- SET PROBLEM
Could you output the listing below as a Markdown table with the columns Row and Line, numbering each line in order and leaving out any blank lines?
──────────────────────────────
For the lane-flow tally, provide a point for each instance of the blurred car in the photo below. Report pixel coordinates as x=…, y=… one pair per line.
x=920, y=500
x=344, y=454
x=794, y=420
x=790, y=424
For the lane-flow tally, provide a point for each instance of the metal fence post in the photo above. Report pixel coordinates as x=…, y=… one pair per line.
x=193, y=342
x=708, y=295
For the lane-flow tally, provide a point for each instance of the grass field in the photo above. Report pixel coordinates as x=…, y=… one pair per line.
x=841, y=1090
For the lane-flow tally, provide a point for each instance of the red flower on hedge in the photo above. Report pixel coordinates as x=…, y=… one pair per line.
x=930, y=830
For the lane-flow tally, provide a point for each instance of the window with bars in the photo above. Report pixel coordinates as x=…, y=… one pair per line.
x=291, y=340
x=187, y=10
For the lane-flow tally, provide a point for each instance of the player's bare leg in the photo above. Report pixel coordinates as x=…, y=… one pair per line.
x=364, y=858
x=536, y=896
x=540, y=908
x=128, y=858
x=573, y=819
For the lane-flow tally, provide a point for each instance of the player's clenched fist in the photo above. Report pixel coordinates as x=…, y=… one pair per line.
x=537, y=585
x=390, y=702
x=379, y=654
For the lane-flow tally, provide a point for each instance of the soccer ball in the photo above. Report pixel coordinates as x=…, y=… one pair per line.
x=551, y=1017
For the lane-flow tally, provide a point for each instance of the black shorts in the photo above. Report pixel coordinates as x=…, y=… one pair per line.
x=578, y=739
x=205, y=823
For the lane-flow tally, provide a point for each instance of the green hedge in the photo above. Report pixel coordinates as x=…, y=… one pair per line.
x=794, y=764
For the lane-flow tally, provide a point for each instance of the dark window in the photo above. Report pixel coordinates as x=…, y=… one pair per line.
──────────────────────────────
- RESULT
| Row | Line |
|---|---|
| 1 | For the lane-flow tally, provide a point for each instance of the blurred car in the photo below. Report pixel coordinates as x=…, y=… one pair per line. |
| 2 | x=920, y=500 |
| 3 | x=344, y=454 |
| 4 | x=794, y=420 |
| 5 | x=790, y=424 |
| 6 | For the lane-flow tally, provide a point for each instance of the metal fence post in the photo above. Report pixel coordinates as x=…, y=… one pair per line. |
| 7 | x=193, y=342 |
| 8 | x=708, y=295 |
| 9 | For the lane-flow tally, provide a point for each instance of the grass field in the photo above. Report pixel coordinates as x=…, y=… one pair per line. |
| 10 | x=841, y=1090 |
| 11 | For the lane-flow tally, provide a point for each instance of the red flower on hedge in the photo above. Report pixel coordinates as x=…, y=… one pair per line. |
| 12 | x=930, y=830 |
| 13 | For the lane-flow tally, provide a point for each instance of the window with bars in the photo above. Report pixel coordinates as x=…, y=… one pair per line. |
| 14 | x=291, y=340 |
| 15 | x=187, y=10 |
| 16 | For the lane-flow tally, provide a point for each instance of the player's bare leg in the photo above. Report pixel coordinates as x=…, y=… one pair per line. |
| 17 | x=364, y=858 |
| 18 | x=536, y=896 |
| 19 | x=540, y=908 |
| 20 | x=128, y=858 |
| 21 | x=573, y=819 |
| 22 | For the lane-flow tally, provide a point for each instance of the player's clenched fist in the photo above. Report pixel coordinates as x=…, y=… one pair per line. |
| 23 | x=537, y=585 |
| 24 | x=390, y=702 |
| 25 | x=379, y=654 |
| 26 | For the lane-flow tally, provide a point for each instance of the soccer ball in the photo above. Report pixel coordinates as x=…, y=… one pair per line. |
| 27 | x=551, y=1017 |
| 28 | For the lane-flow tally, provide a point for each instance of the black shorts in the photo above. Report pixel coordinates as x=…, y=… one pair per line. |
| 29 | x=578, y=739 |
| 30 | x=205, y=823 |
| 31 | For the lane-flow tally, provide a point for each instance of the green hedge in the photo above. Report pixel coordinates as x=…, y=… one pair per line. |
| 32 | x=794, y=764 |
| 33 | For the lane-flow tally, provide a point for each instance of the dark window in the photo above. Report pixel coordinates as x=…, y=… one pair per line. |